## Task goal
Below are the records; restate all of them exactly.

## Entries supplied
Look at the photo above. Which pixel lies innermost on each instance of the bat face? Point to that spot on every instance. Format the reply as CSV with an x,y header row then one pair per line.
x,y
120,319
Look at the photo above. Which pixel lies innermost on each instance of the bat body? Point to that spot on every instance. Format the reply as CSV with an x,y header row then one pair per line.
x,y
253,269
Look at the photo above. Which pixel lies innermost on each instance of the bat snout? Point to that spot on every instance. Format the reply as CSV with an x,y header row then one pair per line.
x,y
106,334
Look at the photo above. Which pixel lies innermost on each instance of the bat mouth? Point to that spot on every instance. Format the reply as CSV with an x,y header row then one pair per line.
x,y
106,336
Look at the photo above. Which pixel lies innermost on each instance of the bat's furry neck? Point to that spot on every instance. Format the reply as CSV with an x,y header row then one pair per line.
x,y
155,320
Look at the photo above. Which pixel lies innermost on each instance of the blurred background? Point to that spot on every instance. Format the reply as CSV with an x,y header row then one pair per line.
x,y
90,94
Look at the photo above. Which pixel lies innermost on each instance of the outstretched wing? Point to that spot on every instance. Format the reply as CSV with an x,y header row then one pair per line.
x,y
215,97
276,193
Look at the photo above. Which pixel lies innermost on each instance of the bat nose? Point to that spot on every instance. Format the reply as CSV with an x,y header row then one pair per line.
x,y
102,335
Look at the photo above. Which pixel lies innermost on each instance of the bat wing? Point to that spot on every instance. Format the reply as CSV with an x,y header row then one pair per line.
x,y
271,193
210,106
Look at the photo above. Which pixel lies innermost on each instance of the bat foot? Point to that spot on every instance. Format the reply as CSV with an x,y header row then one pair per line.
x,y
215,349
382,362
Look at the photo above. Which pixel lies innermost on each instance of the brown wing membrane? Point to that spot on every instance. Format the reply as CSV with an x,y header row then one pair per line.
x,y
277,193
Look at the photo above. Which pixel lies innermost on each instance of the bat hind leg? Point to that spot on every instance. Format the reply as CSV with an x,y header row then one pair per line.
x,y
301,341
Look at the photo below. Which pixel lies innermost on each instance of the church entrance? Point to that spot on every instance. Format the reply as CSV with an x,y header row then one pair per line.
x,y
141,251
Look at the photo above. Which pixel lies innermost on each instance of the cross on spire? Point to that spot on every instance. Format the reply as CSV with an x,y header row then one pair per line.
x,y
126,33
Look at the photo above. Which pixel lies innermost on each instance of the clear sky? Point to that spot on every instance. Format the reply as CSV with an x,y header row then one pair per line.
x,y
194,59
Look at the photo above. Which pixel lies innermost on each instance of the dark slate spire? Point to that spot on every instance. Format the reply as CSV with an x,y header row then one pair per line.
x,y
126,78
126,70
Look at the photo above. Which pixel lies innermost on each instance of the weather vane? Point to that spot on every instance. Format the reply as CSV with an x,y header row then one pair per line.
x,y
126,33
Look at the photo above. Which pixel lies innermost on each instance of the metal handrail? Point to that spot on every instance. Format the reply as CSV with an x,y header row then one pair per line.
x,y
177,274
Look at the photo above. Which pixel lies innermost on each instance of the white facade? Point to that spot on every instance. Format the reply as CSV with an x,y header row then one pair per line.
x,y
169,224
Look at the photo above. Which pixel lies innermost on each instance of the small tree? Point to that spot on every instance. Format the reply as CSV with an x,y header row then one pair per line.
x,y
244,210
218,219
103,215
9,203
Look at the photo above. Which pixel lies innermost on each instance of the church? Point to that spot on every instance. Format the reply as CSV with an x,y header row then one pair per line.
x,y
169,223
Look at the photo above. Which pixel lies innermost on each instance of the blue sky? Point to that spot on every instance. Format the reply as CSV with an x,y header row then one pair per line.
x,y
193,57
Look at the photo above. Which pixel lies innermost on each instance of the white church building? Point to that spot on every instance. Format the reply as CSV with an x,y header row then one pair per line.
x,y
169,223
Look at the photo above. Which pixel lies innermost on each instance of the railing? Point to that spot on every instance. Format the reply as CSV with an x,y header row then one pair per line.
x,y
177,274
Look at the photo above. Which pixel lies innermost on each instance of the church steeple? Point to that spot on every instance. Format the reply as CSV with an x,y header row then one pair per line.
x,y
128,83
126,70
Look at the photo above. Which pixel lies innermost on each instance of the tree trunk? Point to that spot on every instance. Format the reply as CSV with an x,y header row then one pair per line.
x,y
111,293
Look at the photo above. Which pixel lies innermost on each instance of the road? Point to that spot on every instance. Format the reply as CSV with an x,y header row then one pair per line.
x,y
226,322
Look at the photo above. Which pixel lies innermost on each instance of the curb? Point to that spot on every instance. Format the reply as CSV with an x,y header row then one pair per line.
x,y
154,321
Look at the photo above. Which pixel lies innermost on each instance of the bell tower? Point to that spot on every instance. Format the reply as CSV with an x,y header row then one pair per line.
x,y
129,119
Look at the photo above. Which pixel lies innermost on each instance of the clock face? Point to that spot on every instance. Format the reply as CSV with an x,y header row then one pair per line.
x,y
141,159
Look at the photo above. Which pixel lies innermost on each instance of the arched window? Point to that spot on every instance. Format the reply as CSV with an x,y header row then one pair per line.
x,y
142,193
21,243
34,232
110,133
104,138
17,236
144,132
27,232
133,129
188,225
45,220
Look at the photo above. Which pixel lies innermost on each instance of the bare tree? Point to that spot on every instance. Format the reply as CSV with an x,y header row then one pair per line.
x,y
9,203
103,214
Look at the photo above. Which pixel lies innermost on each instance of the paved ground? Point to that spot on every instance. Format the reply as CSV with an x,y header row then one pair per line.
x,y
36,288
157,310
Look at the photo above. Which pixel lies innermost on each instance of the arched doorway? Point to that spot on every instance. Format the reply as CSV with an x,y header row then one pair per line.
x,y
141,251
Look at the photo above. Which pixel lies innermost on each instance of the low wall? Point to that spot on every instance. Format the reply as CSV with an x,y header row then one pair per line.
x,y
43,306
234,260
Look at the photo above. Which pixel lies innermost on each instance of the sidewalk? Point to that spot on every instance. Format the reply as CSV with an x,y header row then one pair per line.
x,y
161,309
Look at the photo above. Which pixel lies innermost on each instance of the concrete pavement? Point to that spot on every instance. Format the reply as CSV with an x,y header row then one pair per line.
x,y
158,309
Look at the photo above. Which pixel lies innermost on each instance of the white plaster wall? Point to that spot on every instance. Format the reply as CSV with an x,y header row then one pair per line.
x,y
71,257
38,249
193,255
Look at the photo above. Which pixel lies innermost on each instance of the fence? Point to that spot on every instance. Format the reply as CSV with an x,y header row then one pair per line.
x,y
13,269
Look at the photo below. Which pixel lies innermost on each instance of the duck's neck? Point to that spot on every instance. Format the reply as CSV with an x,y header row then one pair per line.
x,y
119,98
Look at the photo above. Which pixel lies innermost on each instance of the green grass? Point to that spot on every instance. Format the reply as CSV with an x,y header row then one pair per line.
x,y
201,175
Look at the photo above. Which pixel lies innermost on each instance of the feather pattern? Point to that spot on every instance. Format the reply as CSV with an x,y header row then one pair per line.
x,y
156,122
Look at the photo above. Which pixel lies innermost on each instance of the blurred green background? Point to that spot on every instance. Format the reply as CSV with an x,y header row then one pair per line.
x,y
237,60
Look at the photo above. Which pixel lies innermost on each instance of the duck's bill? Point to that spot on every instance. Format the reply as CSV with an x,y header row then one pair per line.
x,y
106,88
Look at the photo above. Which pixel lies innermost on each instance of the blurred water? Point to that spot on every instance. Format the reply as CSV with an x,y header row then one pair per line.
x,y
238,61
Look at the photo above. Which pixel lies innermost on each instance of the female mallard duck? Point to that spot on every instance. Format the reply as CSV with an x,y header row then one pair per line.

## Answer section
Look at the photo above. Which pixel lies innermost on each instance of the bat face? Point to that spot on every instance. Format the reply as CSV with an x,y header row then one pair per line.
x,y
120,319
Look at the photo above. Which pixel lies innermost on each instance of the bat body? Point to that spot on every instance. Format the reply as CSV with an x,y header row then one pair per line.
x,y
253,269
Look at the photo above. Which pixel lies innermost on each instance of the bat snout? Point to that spot on every instance. Format the reply as CSV with an x,y header row then one pair per line.
x,y
106,334
Look at the photo above. Which pixel lies innermost on each instance of the bat mouth? Point to that spot on every instance. Format the reply as CSV with an x,y header row then one pair per line.
x,y
106,336
Look at the photo above. Which pixel lies innermost on each instance of the bat's furry neck? Point to that spot on every instance. Format the reply as CSV with an x,y header row then one pair per line.
x,y
155,320
Look at the photo above. Which pixel lies innermost on each instance of the blurred background? Point to that spot on every instance. Format the reply as CSV with an x,y header row then one pair per line.
x,y
90,94
Look at the photo above. Which pixel lies innermost on each instance of the outstretched wing? Point to that spot on every instance. Format the reply as CSV with an x,y header row then one pair per line.
x,y
215,97
276,193
Look at the photo above. Which pixel lies innermost on each instance of the bat nose? Point to that spot on every instance. Format the reply as CSV with an x,y header row then one pair per line.
x,y
102,335
Look at the photo above. Which pixel lies innermost on each instance of the bat wing? Point to that spot on every instance. Format the reply as CSV with an x,y header row then one pair per line.
x,y
271,193
210,106
Look at the photo above. Which pixel lies innermost on each instance of the bat foot? Point to that spot on every instance. Format the reply as CSV with an x,y header row then one pair per line.
x,y
215,349
382,362
Look at the photo above. Which pixel lies innermost on each instance of the brown wing membrane? Point to that spot on every instance. Format the reply as CSV with an x,y header row then one pair per line.
x,y
277,193
Look at the photo above. Which pixel lies innermost on each instance of the bat hind leg? Point to that spot on every instance. Format the reply as CSV with an x,y header row then one pair per line.
x,y
301,341
Look at the photo below. Which pixel lies innermost on each instance of the church entrance? Point to that spot on every instance. Format the reply as CSV with an x,y header row then one pair per line.
x,y
141,251
Look at the photo above. Which pixel lies innermost on each instance of the cross on spire? Point to that spot on every instance. Format the reply as CSV with an x,y header row then one pair per line.
x,y
126,33
Look at the photo above. Which pixel lies innermost on each instance of the clear sky? Point to that spot on every instance. Format the reply as CSV with an x,y header row then one pair per line.
x,y
194,59
Look at the photo above. Which pixel lies innermost on each instance of the dark slate spire? Point to that spot on every instance. Format the reply as CSV with an x,y header row then one pair per line.
x,y
126,78
126,70
Look at the photo above. Which pixel lies innermost on each instance of the weather vane? Point to that spot on every instance. Format the reply as CSV with an x,y header row then one pair per line.
x,y
126,33
Look at the photo above. Which pixel lies innermost on each instance of the metal handrail? Point to that spot on every instance. Format the reply as CSV with an x,y header row then one pair per line.
x,y
177,274
Look at the photo above. Which pixel lies innermost on each instance of the white facade? Point to that spot on every instance. Format the reply as CSV with an x,y header row then one pair per line.
x,y
169,224
Look at the photo above. Which pixel lies innermost on each instance of the small tree? Point to that spot on every instance. Format the reply as CSV with an x,y header row then one pair per line.
x,y
244,210
218,219
103,215
9,203
Look at the photo above. Which pixel lies innermost on each instance of the church? Point to that spot on every instance. Format the reply as CSV with an x,y header row then one pair per line.
x,y
169,223
Look at the photo above. Which pixel lies innermost on each instance of the blue sky? Point to that spot on every instance. Format the reply as CSV with an x,y header row then one pair per line.
x,y
193,57
Look at the photo above. Which pixel lies innermost on each instance of the white church building? Point to that spot on every instance. Format the reply as CSV with an x,y header row then one pair per line.
x,y
169,223
Look at the photo above. Which pixel lies innermost on each instance of the railing? Point to that spot on every instance. Format the reply as CSV with an x,y header row then one pair per line.
x,y
177,274
Look at the photo above. Which pixel lies innermost on each instance of the church steeple? Point to that spot on every instance. Format the reply as CSV with an x,y header row then one pair per line.
x,y
128,83
126,70
Look at the photo above. Which pixel lies innermost on each instance of the tree trunk? Point to that spot on every instance. Format the reply as CSV with an x,y header row then one pair per line.
x,y
111,293
Look at the photo above. Which pixel lies innermost on each instance of the road? Point to that spot on every instance. Format the reply as CSV with an x,y header row then one pair per line.
x,y
226,322
Look at the photo above. Which pixel lies innermost on each instance of the curb? Point to that spot on every instance. Format the reply as CSV with an x,y header row then one pair per line.
x,y
154,321
Look at the photo above. Which pixel lies innermost on each instance of the bell tower? Point to that spot on every instance. Format the reply as CSV with an x,y header row then one pair per line.
x,y
129,119
Look at the photo above. Which pixel lies innermost on each instance of the clock face? Point to that spot on every instance. Format the reply as CSV with an x,y header row then one pair per line.
x,y
141,159
Look at the photo above. Which pixel lies innermost on each instance of the arched window? Point to that spot on every instance. Format the reply as CSV with an x,y header row then one pair per line.
x,y
142,193
21,243
34,232
110,133
104,138
17,236
144,132
27,232
133,129
188,225
45,220
Look at the photo above. Which pixel lies innermost on each instance of the bare tree? Point to that spot on every instance. Format the reply as CSV with an x,y header row then one pair per line.
x,y
9,203
103,214
Look at the photo above. Which pixel lies innermost on each instance of the paved ground? Point to that spot on every instance. Format the reply as CSV with an x,y header row then one pair per line.
x,y
36,288
157,310
Look at the photo above. Which pixel lies innermost on each instance of the arched doorway? Point to that spot on every instance. Format the reply as CSV with an x,y header row then one pair per line.
x,y
141,251
Look at the photo above. Which pixel lies innermost on each instance of the low wall? Point to that spot on every instance. Format the reply as CSV with an x,y header row then one pair per line.
x,y
43,306
234,260
Look at the photo above. Which pixel lies innermost on each instance of the sidewalk? Point to that spot on every instance. Format the reply as CSV with an x,y header row then one pair per line.
x,y
161,309
Look at the photo above. Which pixel lies innermost on each instance of the concrete pavement? Point to that spot on every instance. Format the reply as CSV with an x,y header row then one pair per line.
x,y
158,309
Look at the photo above. Which pixel lies innermost on each instance of the white plaster wall? Point to that spot on every instance. Format the reply as CSV with an x,y header row then one pair per line.
x,y
71,257
38,249
193,255
Look at the photo above. Which pixel lies innermost on each instance of the fence? Point to that spot on every instance. Format the reply as CSV with an x,y header row then one pair per line.
x,y
13,269
Look at the photo below. Which pixel lies innermost on each instance of the duck's neck? Point to that spot on every instance. Format the reply as CSV with an x,y header row then one pair per line.
x,y
119,98
Look at the photo above. Which pixel lies innermost on each instance of the green grass? Point to that spot on every instance. Format the reply as CSV with an x,y header row then one pair per line.
x,y
201,175
Look at the photo above. Which pixel lies innermost on each instance of the feather pattern? Point to that spot on every instance. Format the reply as CSV with an x,y header row then one pair per line.
x,y
156,122
Look at the photo above. Which pixel lies innermost on each instance of the blurred green background? Point to that spot on every instance. Format the reply as CSV with an x,y header row then one pair per line.
x,y
237,60
Look at the photo above. Which pixel lies innermost on each instance of the duck's bill? Point to that spot on every instance. Format the reply as CSV with an x,y header row then one pair per line.
x,y
106,88
Look at the photo above. Which pixel lies innermost on each instance of the blurred water? Point to that spot on every instance. Format the reply as CSV with an x,y header row then one pair per line.
x,y
238,61
Look at the photo above. Which pixel lies innermost on each instance of the female mallard duck? Point to that spot on every instance. Format the reply as CSV with an x,y header row then one pair per line.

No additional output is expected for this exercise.